▸ **OBJECTIVE 1**: In the forum thread below about a husband who cheated, what did the husband sometimes do on days he skipped work, according to the quoted post?
▸ **OBJECTIVE 2**: Continue the forum thread about a husband who cheated by writing the post that follows its last header.

▸ **QUOTED PASSAGE**:

Do not EVER underestimate a cheater. I made that mistake too. Once. Do not learn the hard way like I did.


----------



## MattMatt (May 19, 2012)

Why? Because he abused your trust and broke it.


----------



## commonsenseisn't (Aug 13, 2014)

Mapper said:


> Earlier this year and for the past several years my husband kept contacting his ex girlfriend
> 
> Some days he just wasted time at breakfast somewhere for a few hours until I left for work and then came home and when I got home that afternoon he acted like he had been at work.
> 
> but I just can't get myself to believe it.


And for good reason you can't believe it!

He has a history of dishonesty and cheating for YEARS.

Do you really think someone reverses that behavior pattern in MONTHS? 

Betrayed spouses who are experienced in dealing with your type of situation take years or even a lifetime to get the trust back because cheaters are so notorious for repeating that behavior. 

It could very well be that the reason he left no electronic evidence was because he was FACE TO FACE with her. 

Beware.


----------



## sammy3 (Jun 5, 2011)

Location identification entries:

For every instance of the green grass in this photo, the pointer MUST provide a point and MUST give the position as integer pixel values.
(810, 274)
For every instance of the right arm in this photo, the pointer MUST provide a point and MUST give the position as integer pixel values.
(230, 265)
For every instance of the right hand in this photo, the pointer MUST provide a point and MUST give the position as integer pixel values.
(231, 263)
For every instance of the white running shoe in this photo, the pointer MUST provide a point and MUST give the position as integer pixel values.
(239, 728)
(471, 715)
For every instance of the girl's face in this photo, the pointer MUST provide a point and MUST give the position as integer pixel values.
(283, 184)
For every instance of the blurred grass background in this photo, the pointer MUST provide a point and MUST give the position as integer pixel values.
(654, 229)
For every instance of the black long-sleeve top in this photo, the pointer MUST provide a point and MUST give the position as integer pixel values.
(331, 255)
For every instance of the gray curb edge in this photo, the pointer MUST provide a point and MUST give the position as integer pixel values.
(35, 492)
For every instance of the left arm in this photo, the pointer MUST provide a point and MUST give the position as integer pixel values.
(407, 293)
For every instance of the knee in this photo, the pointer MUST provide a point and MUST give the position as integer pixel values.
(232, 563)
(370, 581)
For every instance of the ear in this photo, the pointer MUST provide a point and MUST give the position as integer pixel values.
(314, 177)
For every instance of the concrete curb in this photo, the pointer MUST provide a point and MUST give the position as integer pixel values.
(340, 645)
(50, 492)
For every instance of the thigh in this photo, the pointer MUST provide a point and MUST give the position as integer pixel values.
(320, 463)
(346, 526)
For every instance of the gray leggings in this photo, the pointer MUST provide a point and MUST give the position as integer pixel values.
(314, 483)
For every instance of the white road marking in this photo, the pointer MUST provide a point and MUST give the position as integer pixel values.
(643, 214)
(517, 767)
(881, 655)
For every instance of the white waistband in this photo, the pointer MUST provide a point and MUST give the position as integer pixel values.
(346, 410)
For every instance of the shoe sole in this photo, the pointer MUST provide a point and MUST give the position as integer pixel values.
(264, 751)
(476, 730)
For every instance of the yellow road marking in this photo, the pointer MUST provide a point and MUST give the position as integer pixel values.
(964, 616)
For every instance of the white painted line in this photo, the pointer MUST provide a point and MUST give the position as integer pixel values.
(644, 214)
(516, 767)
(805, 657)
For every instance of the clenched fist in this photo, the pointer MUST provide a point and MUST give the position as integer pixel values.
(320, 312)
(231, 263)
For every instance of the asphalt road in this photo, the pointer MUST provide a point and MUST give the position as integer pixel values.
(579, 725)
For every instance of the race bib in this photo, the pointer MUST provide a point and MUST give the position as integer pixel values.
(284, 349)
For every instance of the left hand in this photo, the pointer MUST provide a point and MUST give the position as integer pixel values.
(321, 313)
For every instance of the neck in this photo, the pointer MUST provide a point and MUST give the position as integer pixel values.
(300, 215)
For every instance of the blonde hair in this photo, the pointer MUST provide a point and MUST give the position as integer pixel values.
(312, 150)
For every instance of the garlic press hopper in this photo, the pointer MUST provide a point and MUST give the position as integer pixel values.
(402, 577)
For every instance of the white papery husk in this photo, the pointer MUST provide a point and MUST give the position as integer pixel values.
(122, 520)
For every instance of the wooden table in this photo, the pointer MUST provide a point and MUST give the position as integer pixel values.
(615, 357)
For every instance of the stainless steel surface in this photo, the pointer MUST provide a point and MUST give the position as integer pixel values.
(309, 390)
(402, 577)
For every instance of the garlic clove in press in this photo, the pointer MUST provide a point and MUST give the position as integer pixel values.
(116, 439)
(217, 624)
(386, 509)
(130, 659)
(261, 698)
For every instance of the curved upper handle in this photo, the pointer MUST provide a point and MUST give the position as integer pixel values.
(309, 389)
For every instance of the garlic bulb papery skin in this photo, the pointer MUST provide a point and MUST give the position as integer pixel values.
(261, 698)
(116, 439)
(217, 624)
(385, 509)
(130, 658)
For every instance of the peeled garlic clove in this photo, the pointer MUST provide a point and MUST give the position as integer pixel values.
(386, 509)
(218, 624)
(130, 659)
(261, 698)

▸ **REPLY 1**: He spent a few hours at breakfast somewhere until his wife left for work, then went home.

▸ **REPLY 2**:
I know I will never trust my h again, even when he tells me he's going to home depot, will be back in an hour and comes back w a home depot bag. I can no longer even trust what my gut may be saying is true or not anymore when it comes to my h. 

Once trust so deep is broken by someone we loved so much, I dont think it ever is easily given back, we are always on guard. 

~sammy


----------



## Openminded (Feb 21, 2013)

I remember your other threads. As I recall he's never exactly been trustworthy and yet you said you would never divorce him. Now he's not been untrustworthy that you know of for a month or less and you are wondering why you don't trust him? Because it's too soon. Maybe after a year you could ask that question but not now.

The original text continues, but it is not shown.